* _Objective_: In the material below, repeat only the lines from the one that holds "of the mudflap" through the final line, exactly as they stand.

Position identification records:
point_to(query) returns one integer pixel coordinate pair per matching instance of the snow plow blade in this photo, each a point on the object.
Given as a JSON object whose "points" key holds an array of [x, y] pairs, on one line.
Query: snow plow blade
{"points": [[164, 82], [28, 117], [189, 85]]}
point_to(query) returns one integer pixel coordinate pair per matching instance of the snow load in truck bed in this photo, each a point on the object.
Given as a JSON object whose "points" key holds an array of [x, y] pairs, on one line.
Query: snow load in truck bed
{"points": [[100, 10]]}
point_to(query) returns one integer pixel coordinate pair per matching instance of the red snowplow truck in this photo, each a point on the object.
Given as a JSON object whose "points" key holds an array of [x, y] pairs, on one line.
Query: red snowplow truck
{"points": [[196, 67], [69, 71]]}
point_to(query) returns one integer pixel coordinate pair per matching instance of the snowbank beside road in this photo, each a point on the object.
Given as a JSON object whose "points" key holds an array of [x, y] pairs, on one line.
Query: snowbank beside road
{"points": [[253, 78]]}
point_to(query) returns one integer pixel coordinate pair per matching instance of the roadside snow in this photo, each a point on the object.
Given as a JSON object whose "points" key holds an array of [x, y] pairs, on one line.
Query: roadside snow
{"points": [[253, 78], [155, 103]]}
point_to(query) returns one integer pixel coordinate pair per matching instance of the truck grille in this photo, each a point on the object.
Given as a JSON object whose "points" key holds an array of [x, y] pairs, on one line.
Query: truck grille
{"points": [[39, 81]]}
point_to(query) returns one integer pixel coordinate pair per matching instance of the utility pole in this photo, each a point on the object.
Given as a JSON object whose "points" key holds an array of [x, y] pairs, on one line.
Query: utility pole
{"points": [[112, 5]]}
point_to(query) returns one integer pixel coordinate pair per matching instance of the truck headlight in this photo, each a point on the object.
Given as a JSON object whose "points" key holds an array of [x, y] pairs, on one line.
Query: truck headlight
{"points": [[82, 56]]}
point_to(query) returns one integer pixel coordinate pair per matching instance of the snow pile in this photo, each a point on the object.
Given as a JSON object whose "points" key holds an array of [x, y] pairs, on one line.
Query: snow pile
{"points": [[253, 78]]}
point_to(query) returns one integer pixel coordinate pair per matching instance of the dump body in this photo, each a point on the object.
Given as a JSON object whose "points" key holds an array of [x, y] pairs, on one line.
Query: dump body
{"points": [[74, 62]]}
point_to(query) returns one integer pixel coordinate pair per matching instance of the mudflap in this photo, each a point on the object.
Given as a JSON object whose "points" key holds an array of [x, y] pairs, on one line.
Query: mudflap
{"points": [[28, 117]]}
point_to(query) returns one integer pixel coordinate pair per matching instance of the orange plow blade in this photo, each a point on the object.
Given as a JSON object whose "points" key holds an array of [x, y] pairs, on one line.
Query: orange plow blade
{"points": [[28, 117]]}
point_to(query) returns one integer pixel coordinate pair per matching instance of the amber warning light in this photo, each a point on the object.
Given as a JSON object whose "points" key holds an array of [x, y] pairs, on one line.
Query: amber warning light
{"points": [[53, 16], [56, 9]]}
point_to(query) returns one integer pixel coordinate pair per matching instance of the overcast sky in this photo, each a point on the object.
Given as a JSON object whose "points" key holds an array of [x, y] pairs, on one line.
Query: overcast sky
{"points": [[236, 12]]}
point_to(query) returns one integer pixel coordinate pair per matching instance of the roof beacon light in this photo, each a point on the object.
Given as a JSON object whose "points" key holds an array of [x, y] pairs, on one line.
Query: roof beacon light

* _Task output_:
point_to(query) returns one integer pixel coordinate pair per matching instance of the mudflap in this photo, each a point on the object.
Given as a JSON object whose "points" key holds an array of [x, y] pairs, on one line.
Query: mudflap
{"points": [[28, 117]]}
point_to(query) returns one integer pixel coordinate pair per matching instance of the orange plow blade in this photo, each a point on the object.
Given as a JSON object whose "points" key holds an array of [x, y] pairs, on one line.
Query: orange plow blade
{"points": [[28, 117]]}
point_to(query) returns one integer pixel coordinate pair per matching instance of the amber warning light in this photo, each a point on the object.
Given as a JSON object whose "points" key holds an array of [x, y] pairs, on one line.
Query: amber warning light
{"points": [[53, 16], [56, 9]]}
point_to(query) returns one integer pixel coordinate pair per matching instance of the overcast sky in this photo, each a point on the object.
Given as a JSON object whose "points" key holds an array of [x, y] pairs, on one line.
Query: overcast sky
{"points": [[236, 12]]}
point_to(query) returns one integer pixel coordinate pair per matching instance of the roof beacon light in this photo, each a point on the object.
Given as a JSON object whose "points" key holds an array of [x, y] pairs, on one line.
Query: roof beacon light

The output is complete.